■ **Work order**
This exercise requires an exact copy of each line from the one containing "An instance counts as any individually distinguishable soil" down to the last line below.

[Stored data entries]
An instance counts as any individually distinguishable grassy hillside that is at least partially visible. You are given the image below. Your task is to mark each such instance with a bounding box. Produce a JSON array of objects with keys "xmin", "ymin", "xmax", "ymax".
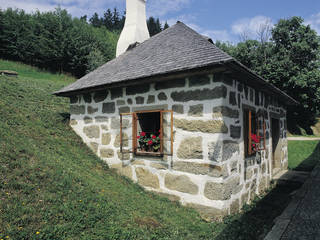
[{"xmin": 0, "ymin": 60, "xmax": 306, "ymax": 239}]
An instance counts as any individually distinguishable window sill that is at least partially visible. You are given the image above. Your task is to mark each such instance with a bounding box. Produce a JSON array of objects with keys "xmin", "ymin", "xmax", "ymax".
[{"xmin": 135, "ymin": 151, "xmax": 164, "ymax": 157}]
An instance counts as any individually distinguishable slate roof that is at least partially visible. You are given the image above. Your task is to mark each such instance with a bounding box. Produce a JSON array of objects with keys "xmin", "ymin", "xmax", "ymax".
[{"xmin": 54, "ymin": 22, "xmax": 297, "ymax": 105}]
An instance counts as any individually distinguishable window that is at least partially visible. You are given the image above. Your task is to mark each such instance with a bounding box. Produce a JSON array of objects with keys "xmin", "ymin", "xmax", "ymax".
[
  {"xmin": 120, "ymin": 110, "xmax": 173, "ymax": 156},
  {"xmin": 243, "ymin": 108, "xmax": 266, "ymax": 157}
]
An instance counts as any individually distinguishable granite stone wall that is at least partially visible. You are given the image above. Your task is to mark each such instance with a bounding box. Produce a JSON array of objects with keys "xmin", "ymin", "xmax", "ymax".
[{"xmin": 68, "ymin": 70, "xmax": 288, "ymax": 221}]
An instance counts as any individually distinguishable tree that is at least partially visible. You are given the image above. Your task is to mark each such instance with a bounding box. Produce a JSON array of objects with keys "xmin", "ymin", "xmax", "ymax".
[
  {"xmin": 147, "ymin": 17, "xmax": 162, "ymax": 36},
  {"xmin": 266, "ymin": 17, "xmax": 320, "ymax": 132},
  {"xmin": 103, "ymin": 9, "xmax": 113, "ymax": 30},
  {"xmin": 89, "ymin": 12, "xmax": 102, "ymax": 27},
  {"xmin": 163, "ymin": 22, "xmax": 169, "ymax": 30}
]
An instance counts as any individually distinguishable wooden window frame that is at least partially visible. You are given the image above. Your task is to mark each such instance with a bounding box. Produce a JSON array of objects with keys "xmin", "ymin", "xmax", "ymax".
[
  {"xmin": 244, "ymin": 108, "xmax": 266, "ymax": 157},
  {"xmin": 120, "ymin": 109, "xmax": 173, "ymax": 157}
]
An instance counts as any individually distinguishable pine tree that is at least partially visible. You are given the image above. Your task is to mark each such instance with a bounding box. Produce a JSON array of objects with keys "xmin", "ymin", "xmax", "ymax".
[
  {"xmin": 89, "ymin": 12, "xmax": 102, "ymax": 27},
  {"xmin": 103, "ymin": 9, "xmax": 113, "ymax": 30}
]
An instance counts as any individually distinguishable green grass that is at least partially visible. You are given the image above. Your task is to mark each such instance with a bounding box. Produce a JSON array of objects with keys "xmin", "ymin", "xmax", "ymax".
[
  {"xmin": 288, "ymin": 140, "xmax": 320, "ymax": 171},
  {"xmin": 0, "ymin": 60, "xmax": 303, "ymax": 239}
]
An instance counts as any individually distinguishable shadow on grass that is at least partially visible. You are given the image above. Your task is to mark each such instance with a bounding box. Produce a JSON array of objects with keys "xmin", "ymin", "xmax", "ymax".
[
  {"xmin": 59, "ymin": 112, "xmax": 70, "ymax": 123},
  {"xmin": 215, "ymin": 180, "xmax": 303, "ymax": 240},
  {"xmin": 294, "ymin": 141, "xmax": 320, "ymax": 172}
]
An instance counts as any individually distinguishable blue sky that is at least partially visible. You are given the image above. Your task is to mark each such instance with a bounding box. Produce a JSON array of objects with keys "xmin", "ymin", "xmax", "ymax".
[{"xmin": 1, "ymin": 0, "xmax": 320, "ymax": 43}]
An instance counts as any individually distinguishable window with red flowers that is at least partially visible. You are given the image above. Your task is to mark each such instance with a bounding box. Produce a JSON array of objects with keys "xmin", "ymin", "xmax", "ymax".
[
  {"xmin": 120, "ymin": 110, "xmax": 173, "ymax": 156},
  {"xmin": 243, "ymin": 108, "xmax": 266, "ymax": 157}
]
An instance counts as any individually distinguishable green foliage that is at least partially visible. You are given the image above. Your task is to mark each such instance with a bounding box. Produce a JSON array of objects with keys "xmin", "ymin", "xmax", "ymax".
[
  {"xmin": 147, "ymin": 17, "xmax": 164, "ymax": 37},
  {"xmin": 217, "ymin": 16, "xmax": 320, "ymax": 133},
  {"xmin": 0, "ymin": 7, "xmax": 118, "ymax": 77},
  {"xmin": 288, "ymin": 140, "xmax": 320, "ymax": 171}
]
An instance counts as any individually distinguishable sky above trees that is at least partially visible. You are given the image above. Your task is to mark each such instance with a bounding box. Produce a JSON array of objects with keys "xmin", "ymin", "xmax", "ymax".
[{"xmin": 1, "ymin": 0, "xmax": 319, "ymax": 43}]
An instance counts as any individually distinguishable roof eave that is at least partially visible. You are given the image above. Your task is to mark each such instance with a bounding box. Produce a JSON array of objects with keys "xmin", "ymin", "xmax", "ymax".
[{"xmin": 226, "ymin": 60, "xmax": 299, "ymax": 106}]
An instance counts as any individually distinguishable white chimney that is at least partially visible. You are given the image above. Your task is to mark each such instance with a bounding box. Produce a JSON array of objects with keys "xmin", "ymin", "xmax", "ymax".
[{"xmin": 116, "ymin": 0, "xmax": 150, "ymax": 57}]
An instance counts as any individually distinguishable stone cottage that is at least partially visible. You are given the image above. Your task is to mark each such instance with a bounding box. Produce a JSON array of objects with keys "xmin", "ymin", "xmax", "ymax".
[{"xmin": 54, "ymin": 0, "xmax": 297, "ymax": 221}]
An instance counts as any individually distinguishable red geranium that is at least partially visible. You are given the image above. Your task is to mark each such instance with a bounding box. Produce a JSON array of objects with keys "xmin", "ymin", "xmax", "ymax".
[
  {"xmin": 137, "ymin": 136, "xmax": 140, "ymax": 139},
  {"xmin": 148, "ymin": 140, "xmax": 153, "ymax": 145},
  {"xmin": 140, "ymin": 132, "xmax": 146, "ymax": 137},
  {"xmin": 152, "ymin": 135, "xmax": 156, "ymax": 139},
  {"xmin": 251, "ymin": 134, "xmax": 260, "ymax": 143}
]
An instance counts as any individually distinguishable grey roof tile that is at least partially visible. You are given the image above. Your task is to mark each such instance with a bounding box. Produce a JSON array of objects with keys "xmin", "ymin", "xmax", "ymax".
[
  {"xmin": 55, "ymin": 22, "xmax": 233, "ymax": 95},
  {"xmin": 54, "ymin": 22, "xmax": 298, "ymax": 105}
]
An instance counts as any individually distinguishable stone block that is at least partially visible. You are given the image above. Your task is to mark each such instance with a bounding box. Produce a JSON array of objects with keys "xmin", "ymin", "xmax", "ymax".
[
  {"xmin": 164, "ymin": 173, "xmax": 198, "ymax": 194},
  {"xmin": 135, "ymin": 96, "xmax": 144, "ymax": 104},
  {"xmin": 70, "ymin": 105, "xmax": 85, "ymax": 115},
  {"xmin": 250, "ymin": 89, "xmax": 254, "ymax": 102},
  {"xmin": 229, "ymin": 91, "xmax": 237, "ymax": 106},
  {"xmin": 100, "ymin": 148, "xmax": 114, "ymax": 158},
  {"xmin": 223, "ymin": 140, "xmax": 240, "ymax": 160},
  {"xmin": 172, "ymin": 161, "xmax": 228, "ymax": 178},
  {"xmin": 230, "ymin": 125, "xmax": 241, "ymax": 139},
  {"xmin": 208, "ymin": 141, "xmax": 223, "ymax": 162},
  {"xmin": 171, "ymin": 86, "xmax": 227, "ymax": 102},
  {"xmin": 186, "ymin": 203, "xmax": 228, "ymax": 222},
  {"xmin": 102, "ymin": 102, "xmax": 115, "ymax": 113},
  {"xmin": 177, "ymin": 137, "xmax": 203, "ymax": 159},
  {"xmin": 131, "ymin": 160, "xmax": 145, "ymax": 165},
  {"xmin": 84, "ymin": 116, "xmax": 93, "ymax": 124},
  {"xmin": 255, "ymin": 91, "xmax": 260, "ymax": 106},
  {"xmin": 117, "ymin": 151, "xmax": 130, "ymax": 160},
  {"xmin": 258, "ymin": 176, "xmax": 267, "ymax": 194},
  {"xmin": 135, "ymin": 167, "xmax": 160, "ymax": 189},
  {"xmin": 147, "ymin": 95, "xmax": 155, "ymax": 104},
  {"xmin": 111, "ymin": 117, "xmax": 129, "ymax": 129},
  {"xmin": 70, "ymin": 119, "xmax": 78, "ymax": 125},
  {"xmin": 230, "ymin": 199, "xmax": 240, "ymax": 214},
  {"xmin": 83, "ymin": 125, "xmax": 100, "ymax": 138},
  {"xmin": 127, "ymin": 98, "xmax": 133, "ymax": 105},
  {"xmin": 114, "ymin": 133, "xmax": 128, "ymax": 148},
  {"xmin": 172, "ymin": 104, "xmax": 184, "ymax": 114},
  {"xmin": 150, "ymin": 162, "xmax": 168, "ymax": 170},
  {"xmin": 158, "ymin": 92, "xmax": 167, "ymax": 101},
  {"xmin": 212, "ymin": 106, "xmax": 239, "ymax": 118},
  {"xmin": 204, "ymin": 176, "xmax": 240, "ymax": 200},
  {"xmin": 174, "ymin": 119, "xmax": 228, "ymax": 134},
  {"xmin": 70, "ymin": 96, "xmax": 78, "ymax": 104},
  {"xmin": 188, "ymin": 104, "xmax": 203, "ymax": 117},
  {"xmin": 126, "ymin": 84, "xmax": 150, "ymax": 95},
  {"xmin": 245, "ymin": 169, "xmax": 253, "ymax": 180},
  {"xmin": 155, "ymin": 78, "xmax": 185, "ymax": 90},
  {"xmin": 93, "ymin": 90, "xmax": 108, "ymax": 103},
  {"xmin": 116, "ymin": 100, "xmax": 126, "ymax": 106},
  {"xmin": 95, "ymin": 116, "xmax": 108, "ymax": 123},
  {"xmin": 101, "ymin": 125, "xmax": 108, "ymax": 130},
  {"xmin": 87, "ymin": 106, "xmax": 98, "ymax": 114},
  {"xmin": 241, "ymin": 192, "xmax": 249, "ymax": 205},
  {"xmin": 151, "ymin": 191, "xmax": 180, "ymax": 202},
  {"xmin": 83, "ymin": 93, "xmax": 92, "ymax": 103},
  {"xmin": 102, "ymin": 133, "xmax": 111, "ymax": 145},
  {"xmin": 89, "ymin": 142, "xmax": 98, "ymax": 154},
  {"xmin": 110, "ymin": 164, "xmax": 132, "ymax": 179},
  {"xmin": 189, "ymin": 74, "xmax": 210, "ymax": 86},
  {"xmin": 208, "ymin": 140, "xmax": 239, "ymax": 162},
  {"xmin": 230, "ymin": 160, "xmax": 238, "ymax": 173},
  {"xmin": 110, "ymin": 88, "xmax": 123, "ymax": 99},
  {"xmin": 119, "ymin": 106, "xmax": 130, "ymax": 114}
]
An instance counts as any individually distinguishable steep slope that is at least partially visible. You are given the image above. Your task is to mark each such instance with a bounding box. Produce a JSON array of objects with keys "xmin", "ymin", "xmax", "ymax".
[
  {"xmin": 0, "ymin": 60, "xmax": 221, "ymax": 239},
  {"xmin": 0, "ymin": 60, "xmax": 304, "ymax": 240}
]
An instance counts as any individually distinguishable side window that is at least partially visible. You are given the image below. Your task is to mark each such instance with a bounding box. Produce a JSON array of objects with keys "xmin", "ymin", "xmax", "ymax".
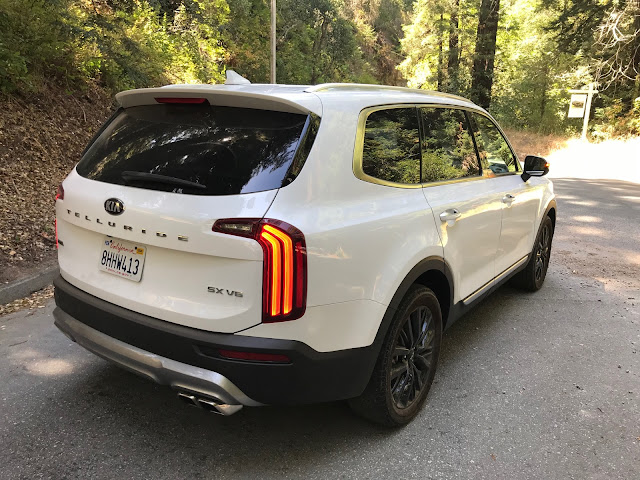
[
  {"xmin": 420, "ymin": 107, "xmax": 480, "ymax": 183},
  {"xmin": 362, "ymin": 108, "xmax": 421, "ymax": 184},
  {"xmin": 469, "ymin": 113, "xmax": 519, "ymax": 175}
]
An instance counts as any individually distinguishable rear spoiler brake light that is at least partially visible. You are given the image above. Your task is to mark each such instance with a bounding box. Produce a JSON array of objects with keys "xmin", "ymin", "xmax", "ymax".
[{"xmin": 154, "ymin": 97, "xmax": 208, "ymax": 104}]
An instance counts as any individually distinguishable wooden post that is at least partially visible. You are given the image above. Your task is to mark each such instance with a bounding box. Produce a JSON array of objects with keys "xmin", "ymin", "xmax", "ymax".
[
  {"xmin": 568, "ymin": 83, "xmax": 598, "ymax": 141},
  {"xmin": 581, "ymin": 83, "xmax": 595, "ymax": 140},
  {"xmin": 270, "ymin": 0, "xmax": 276, "ymax": 84}
]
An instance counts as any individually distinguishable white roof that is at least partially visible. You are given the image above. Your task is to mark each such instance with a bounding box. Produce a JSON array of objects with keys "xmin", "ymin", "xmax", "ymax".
[{"xmin": 115, "ymin": 83, "xmax": 479, "ymax": 116}]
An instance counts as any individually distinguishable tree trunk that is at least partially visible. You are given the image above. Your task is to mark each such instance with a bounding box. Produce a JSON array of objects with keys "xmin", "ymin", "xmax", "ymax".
[
  {"xmin": 471, "ymin": 0, "xmax": 501, "ymax": 109},
  {"xmin": 539, "ymin": 61, "xmax": 549, "ymax": 126},
  {"xmin": 437, "ymin": 13, "xmax": 444, "ymax": 91},
  {"xmin": 632, "ymin": 6, "xmax": 640, "ymax": 82},
  {"xmin": 447, "ymin": 0, "xmax": 460, "ymax": 93},
  {"xmin": 310, "ymin": 15, "xmax": 329, "ymax": 84}
]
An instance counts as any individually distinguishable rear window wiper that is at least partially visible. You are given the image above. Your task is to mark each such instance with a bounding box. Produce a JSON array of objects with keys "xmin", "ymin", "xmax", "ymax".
[{"xmin": 121, "ymin": 171, "xmax": 206, "ymax": 190}]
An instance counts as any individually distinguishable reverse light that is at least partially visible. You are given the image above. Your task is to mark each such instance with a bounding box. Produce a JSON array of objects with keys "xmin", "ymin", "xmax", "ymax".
[
  {"xmin": 218, "ymin": 349, "xmax": 290, "ymax": 363},
  {"xmin": 213, "ymin": 218, "xmax": 307, "ymax": 322},
  {"xmin": 154, "ymin": 97, "xmax": 208, "ymax": 104}
]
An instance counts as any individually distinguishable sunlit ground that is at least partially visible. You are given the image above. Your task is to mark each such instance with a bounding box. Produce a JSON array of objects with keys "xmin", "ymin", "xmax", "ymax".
[
  {"xmin": 506, "ymin": 131, "xmax": 640, "ymax": 183},
  {"xmin": 546, "ymin": 137, "xmax": 640, "ymax": 182}
]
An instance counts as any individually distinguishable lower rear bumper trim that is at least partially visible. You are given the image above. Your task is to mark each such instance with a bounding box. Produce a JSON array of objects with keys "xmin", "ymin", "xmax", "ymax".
[{"xmin": 53, "ymin": 308, "xmax": 262, "ymax": 407}]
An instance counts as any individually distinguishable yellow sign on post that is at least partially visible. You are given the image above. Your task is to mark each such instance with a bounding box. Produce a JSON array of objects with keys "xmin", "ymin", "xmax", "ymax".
[{"xmin": 568, "ymin": 94, "xmax": 587, "ymax": 118}]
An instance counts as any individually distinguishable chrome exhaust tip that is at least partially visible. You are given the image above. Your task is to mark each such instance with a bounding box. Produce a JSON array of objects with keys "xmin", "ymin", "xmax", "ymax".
[
  {"xmin": 197, "ymin": 398, "xmax": 243, "ymax": 416},
  {"xmin": 177, "ymin": 392, "xmax": 199, "ymax": 407},
  {"xmin": 177, "ymin": 392, "xmax": 243, "ymax": 416}
]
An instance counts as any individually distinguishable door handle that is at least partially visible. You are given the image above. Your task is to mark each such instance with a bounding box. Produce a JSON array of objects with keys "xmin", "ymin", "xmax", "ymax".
[
  {"xmin": 439, "ymin": 209, "xmax": 462, "ymax": 223},
  {"xmin": 502, "ymin": 194, "xmax": 516, "ymax": 204}
]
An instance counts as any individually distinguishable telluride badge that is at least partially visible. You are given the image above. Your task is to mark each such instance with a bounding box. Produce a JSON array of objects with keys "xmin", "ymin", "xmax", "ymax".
[{"xmin": 104, "ymin": 198, "xmax": 125, "ymax": 215}]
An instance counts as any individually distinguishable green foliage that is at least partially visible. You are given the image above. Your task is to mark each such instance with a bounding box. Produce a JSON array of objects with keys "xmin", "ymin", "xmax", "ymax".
[
  {"xmin": 0, "ymin": 0, "xmax": 412, "ymax": 95},
  {"xmin": 592, "ymin": 97, "xmax": 640, "ymax": 139},
  {"xmin": 399, "ymin": 0, "xmax": 478, "ymax": 93},
  {"xmin": 74, "ymin": 0, "xmax": 229, "ymax": 91},
  {"xmin": 222, "ymin": 0, "xmax": 270, "ymax": 82},
  {"xmin": 0, "ymin": 0, "xmax": 230, "ymax": 94},
  {"xmin": 0, "ymin": 0, "xmax": 76, "ymax": 93}
]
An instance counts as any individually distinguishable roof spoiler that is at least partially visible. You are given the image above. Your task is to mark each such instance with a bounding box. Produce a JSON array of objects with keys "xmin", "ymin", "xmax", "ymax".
[{"xmin": 115, "ymin": 86, "xmax": 321, "ymax": 116}]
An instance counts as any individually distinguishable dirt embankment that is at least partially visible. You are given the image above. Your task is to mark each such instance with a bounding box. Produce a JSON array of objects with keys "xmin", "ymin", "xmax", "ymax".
[
  {"xmin": 502, "ymin": 129, "xmax": 569, "ymax": 159},
  {"xmin": 0, "ymin": 85, "xmax": 114, "ymax": 283}
]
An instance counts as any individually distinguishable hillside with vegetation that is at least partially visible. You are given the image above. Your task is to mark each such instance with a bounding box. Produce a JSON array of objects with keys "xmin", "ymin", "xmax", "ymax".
[{"xmin": 0, "ymin": 0, "xmax": 639, "ymax": 282}]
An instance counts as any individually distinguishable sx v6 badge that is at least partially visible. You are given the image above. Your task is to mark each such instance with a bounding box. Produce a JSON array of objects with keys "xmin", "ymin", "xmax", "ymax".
[{"xmin": 208, "ymin": 286, "xmax": 243, "ymax": 298}]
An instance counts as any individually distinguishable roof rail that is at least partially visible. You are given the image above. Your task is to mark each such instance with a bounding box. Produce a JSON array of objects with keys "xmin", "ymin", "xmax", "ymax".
[{"xmin": 305, "ymin": 83, "xmax": 470, "ymax": 102}]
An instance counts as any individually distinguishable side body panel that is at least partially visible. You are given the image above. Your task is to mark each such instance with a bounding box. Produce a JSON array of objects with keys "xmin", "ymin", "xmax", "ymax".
[
  {"xmin": 422, "ymin": 179, "xmax": 502, "ymax": 303},
  {"xmin": 494, "ymin": 175, "xmax": 546, "ymax": 274}
]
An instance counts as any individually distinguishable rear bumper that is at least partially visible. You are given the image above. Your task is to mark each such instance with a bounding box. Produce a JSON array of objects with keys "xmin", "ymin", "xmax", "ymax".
[{"xmin": 53, "ymin": 276, "xmax": 378, "ymax": 405}]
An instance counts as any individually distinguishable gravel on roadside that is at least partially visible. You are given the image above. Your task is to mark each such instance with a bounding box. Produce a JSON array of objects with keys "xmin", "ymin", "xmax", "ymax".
[{"xmin": 0, "ymin": 284, "xmax": 54, "ymax": 316}]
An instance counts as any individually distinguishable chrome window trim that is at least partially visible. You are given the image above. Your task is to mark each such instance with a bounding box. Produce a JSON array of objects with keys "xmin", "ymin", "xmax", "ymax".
[{"xmin": 353, "ymin": 103, "xmax": 521, "ymax": 190}]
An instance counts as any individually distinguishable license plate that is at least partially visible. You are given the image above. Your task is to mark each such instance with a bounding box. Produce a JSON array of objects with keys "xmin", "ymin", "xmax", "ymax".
[{"xmin": 98, "ymin": 237, "xmax": 147, "ymax": 282}]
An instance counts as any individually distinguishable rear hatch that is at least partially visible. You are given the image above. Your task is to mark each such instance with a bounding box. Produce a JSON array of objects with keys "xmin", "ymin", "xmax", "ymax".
[{"xmin": 56, "ymin": 92, "xmax": 319, "ymax": 333}]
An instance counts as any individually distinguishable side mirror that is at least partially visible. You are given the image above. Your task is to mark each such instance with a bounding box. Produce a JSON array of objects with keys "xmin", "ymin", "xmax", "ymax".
[{"xmin": 521, "ymin": 155, "xmax": 549, "ymax": 182}]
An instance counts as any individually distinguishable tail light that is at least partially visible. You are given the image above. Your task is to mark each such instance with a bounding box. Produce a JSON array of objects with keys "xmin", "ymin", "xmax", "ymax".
[
  {"xmin": 55, "ymin": 184, "xmax": 63, "ymax": 249},
  {"xmin": 213, "ymin": 218, "xmax": 307, "ymax": 322}
]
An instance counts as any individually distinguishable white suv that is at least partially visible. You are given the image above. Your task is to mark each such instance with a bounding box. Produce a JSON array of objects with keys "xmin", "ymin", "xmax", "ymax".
[{"xmin": 53, "ymin": 81, "xmax": 556, "ymax": 426}]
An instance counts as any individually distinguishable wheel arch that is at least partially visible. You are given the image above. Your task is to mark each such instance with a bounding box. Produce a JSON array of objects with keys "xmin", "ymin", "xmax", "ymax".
[
  {"xmin": 545, "ymin": 199, "xmax": 557, "ymax": 230},
  {"xmin": 373, "ymin": 256, "xmax": 454, "ymax": 352},
  {"xmin": 539, "ymin": 198, "xmax": 558, "ymax": 230}
]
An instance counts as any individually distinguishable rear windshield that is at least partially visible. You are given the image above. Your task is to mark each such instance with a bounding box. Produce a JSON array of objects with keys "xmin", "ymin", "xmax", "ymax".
[{"xmin": 76, "ymin": 104, "xmax": 315, "ymax": 195}]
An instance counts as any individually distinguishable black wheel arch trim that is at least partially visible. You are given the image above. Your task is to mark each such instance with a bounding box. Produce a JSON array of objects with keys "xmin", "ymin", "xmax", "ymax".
[
  {"xmin": 544, "ymin": 198, "xmax": 557, "ymax": 227},
  {"xmin": 371, "ymin": 256, "xmax": 453, "ymax": 356}
]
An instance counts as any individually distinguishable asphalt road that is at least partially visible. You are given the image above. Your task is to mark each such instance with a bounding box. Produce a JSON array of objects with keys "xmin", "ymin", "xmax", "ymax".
[{"xmin": 1, "ymin": 179, "xmax": 639, "ymax": 480}]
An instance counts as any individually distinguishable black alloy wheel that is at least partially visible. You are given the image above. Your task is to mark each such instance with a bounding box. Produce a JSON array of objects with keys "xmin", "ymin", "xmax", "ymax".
[
  {"xmin": 348, "ymin": 285, "xmax": 442, "ymax": 427},
  {"xmin": 511, "ymin": 214, "xmax": 554, "ymax": 291},
  {"xmin": 535, "ymin": 221, "xmax": 552, "ymax": 283},
  {"xmin": 390, "ymin": 305, "xmax": 436, "ymax": 410}
]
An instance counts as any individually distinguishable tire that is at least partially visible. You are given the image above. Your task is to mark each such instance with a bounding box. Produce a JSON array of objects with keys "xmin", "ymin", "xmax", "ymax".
[
  {"xmin": 348, "ymin": 285, "xmax": 442, "ymax": 427},
  {"xmin": 511, "ymin": 215, "xmax": 554, "ymax": 291}
]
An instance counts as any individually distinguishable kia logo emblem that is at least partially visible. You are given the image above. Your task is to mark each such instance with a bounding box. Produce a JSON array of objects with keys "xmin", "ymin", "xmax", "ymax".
[{"xmin": 104, "ymin": 198, "xmax": 125, "ymax": 215}]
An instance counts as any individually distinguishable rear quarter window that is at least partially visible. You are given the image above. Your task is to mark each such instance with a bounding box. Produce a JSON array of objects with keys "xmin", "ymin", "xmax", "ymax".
[
  {"xmin": 361, "ymin": 107, "xmax": 421, "ymax": 185},
  {"xmin": 76, "ymin": 104, "xmax": 316, "ymax": 195}
]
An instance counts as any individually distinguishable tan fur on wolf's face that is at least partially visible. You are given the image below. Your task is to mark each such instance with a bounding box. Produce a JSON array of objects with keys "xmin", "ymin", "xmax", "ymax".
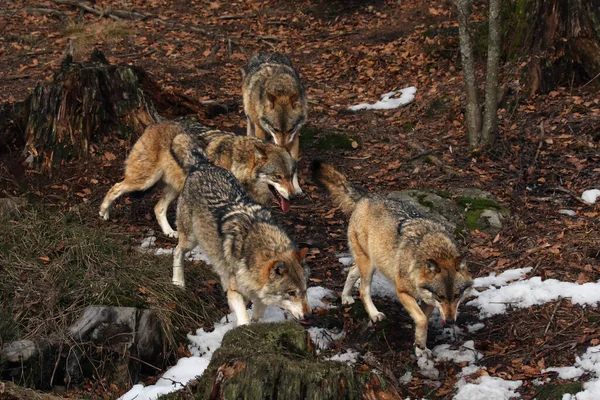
[
  {"xmin": 258, "ymin": 248, "xmax": 310, "ymax": 320},
  {"xmin": 417, "ymin": 256, "xmax": 472, "ymax": 325},
  {"xmin": 259, "ymin": 91, "xmax": 305, "ymax": 151}
]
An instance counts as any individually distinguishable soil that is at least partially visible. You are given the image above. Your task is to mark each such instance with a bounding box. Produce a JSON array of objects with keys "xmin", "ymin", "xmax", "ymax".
[{"xmin": 1, "ymin": 0, "xmax": 599, "ymax": 398}]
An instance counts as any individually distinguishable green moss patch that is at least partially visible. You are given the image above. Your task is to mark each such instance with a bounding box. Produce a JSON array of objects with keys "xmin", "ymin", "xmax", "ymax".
[
  {"xmin": 535, "ymin": 382, "xmax": 583, "ymax": 400},
  {"xmin": 455, "ymin": 196, "xmax": 502, "ymax": 210},
  {"xmin": 316, "ymin": 133, "xmax": 360, "ymax": 151}
]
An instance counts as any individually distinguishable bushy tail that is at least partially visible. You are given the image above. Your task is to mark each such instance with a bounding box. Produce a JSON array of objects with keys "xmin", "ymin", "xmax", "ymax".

■ **Expected output**
An instance counts as any individually distinguishable soil that is at least partially visible. You are given the image above. Your task is to mark each such instance with a bounding box. Produce a JSON array of objects with keys "xmin", "ymin", "xmax", "ymax".
[{"xmin": 1, "ymin": 0, "xmax": 599, "ymax": 398}]
An instance counts as any individually distinguishable green moss patch that is at least partially visible. You are given the image above. Your task is to mark each such instance with a bounding box. Produce a JSON array of objects with keys "xmin", "ymin", "xmax", "ymax".
[
  {"xmin": 535, "ymin": 382, "xmax": 583, "ymax": 400},
  {"xmin": 455, "ymin": 196, "xmax": 502, "ymax": 210},
  {"xmin": 316, "ymin": 133, "xmax": 360, "ymax": 151}
]
An instance counts as any individually distinguishable bushy tail that is at least partially visible. You are given the image above. Your task is to mark each such instance with a bounding box. Produce a JSON array of objects with keys "xmin", "ymin", "xmax", "ymax".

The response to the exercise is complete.